**Page text**
►

Mike Hager
Legalizing and regulating marijuana would
help – not hurt – young people who suffer from mental illness or use the
drug to self-medicate, say psychiatrists and addiction experts, who
argue that is the only way for the public to have an open dialogue on
the harms associated with the illegal drug.
Marijuana
has emerged as an issue in the federal election campaign. The Liberals
promise legalization, the NDP pledge at least to decriminalize it, and
the Conservatives vow further crackdowns and are using the debate to
attack their opponents.
Among the Conservatives’ main arguments
against legalizing pot is that doing so would put youth at risk,
pointing to evidence that the drug is linked to psychosis and
schizophrenia.
But Elisabeth Baerg
Hall, a youth psychiatrist and clinical professor at the University of
British Columbia, says that if marijuana was legalized and regulated,
Canadians could “really talk about the dangers,” as teachers and public
health officials do with tobacco and alcohol.
“The
reality now is I have many, many patients in my young adult population
who are self-medicating with pot,” said Dr. Baerg Hall, who also runs
Langara College’s mental-health program.
Young cannabis users do not often have examples of what responsible or excessive consumption looks like.
“I
try to say, ‘Okay, we all understand alcohol is a bit of a social
lubricant, so you have a glass of wine, but has anyone ever said to you,
‘You’re anxious and depressed so you should take five glasses of
alcohol a day?’ Nobody talks like that, and for a good reason,” she
said.
As long as pot remains illegal,
young Canadians, who according to the UN, consume more cannabis than any
of their peers in the industrialized world, will have no official
source of information about it, says Benedikt Fischer, a senior
scientist at the Centre for Addiction and Mental Health in Toronto.
“No teacher today can give any advice to young people about cannabis,” said Dr. Fischer, whose organization released a framework for legalizing the drug last year.
“If they say anything except, ‘It’s illegal, don’t do it,’ it could be
interpreted as promoting drug use and the next day, they’re sued by
parents.”
The Canadian Centre on
Substance Abuse, funded by the government to study the use and abuse of
drugs, estimated that about a quarter of teens and young adults used
marijuana in 2013, which is more than two and half times the percentage
of adults over 25 years old.

◄

Can you retype the passage of the marijuana article starting at "But Elisabeth Baerg" and ending at "tobacco and alcohol."? Use only the marijuana article to work from.

**Data extract**
►

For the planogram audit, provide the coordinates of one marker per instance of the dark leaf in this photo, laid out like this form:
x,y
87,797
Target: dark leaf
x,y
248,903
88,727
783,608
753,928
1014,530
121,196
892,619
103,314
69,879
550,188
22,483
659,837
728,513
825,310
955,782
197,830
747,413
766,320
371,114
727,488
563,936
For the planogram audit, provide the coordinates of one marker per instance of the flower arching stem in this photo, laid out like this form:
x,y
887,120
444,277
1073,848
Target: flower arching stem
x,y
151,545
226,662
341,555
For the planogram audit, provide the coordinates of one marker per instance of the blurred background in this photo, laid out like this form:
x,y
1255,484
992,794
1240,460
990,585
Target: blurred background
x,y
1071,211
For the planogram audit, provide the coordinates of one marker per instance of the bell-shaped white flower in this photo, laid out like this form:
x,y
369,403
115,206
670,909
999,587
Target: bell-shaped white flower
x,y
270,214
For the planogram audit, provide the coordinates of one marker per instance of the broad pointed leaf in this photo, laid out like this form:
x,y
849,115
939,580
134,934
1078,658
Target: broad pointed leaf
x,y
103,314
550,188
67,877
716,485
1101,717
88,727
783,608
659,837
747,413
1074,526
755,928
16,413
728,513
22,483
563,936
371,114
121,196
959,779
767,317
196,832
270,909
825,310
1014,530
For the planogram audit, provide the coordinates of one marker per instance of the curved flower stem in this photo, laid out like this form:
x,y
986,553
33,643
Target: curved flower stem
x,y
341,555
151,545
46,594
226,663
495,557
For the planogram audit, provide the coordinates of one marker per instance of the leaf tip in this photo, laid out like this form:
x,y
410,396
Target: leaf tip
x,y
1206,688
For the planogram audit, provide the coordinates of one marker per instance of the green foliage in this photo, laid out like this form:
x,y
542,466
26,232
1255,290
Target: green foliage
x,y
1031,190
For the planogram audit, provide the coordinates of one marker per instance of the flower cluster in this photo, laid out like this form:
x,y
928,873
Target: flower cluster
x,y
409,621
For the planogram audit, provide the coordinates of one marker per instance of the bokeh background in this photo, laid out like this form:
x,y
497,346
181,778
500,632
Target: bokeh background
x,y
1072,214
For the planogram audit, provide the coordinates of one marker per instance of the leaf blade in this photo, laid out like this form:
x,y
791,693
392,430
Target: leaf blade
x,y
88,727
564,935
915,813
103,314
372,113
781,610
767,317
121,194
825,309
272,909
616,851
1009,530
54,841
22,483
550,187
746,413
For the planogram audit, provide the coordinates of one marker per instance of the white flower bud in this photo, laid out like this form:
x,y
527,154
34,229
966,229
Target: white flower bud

◄

**Expected answer**
But Elisabeth Baerg
Hall, a youth psychiatrist and clinical professor at the University of
British Columbia, says that if marijuana was legalized and regulated,
Canadians could “really talk about the dangers,” as teachers and public
health officials do with tobacco and alcohol.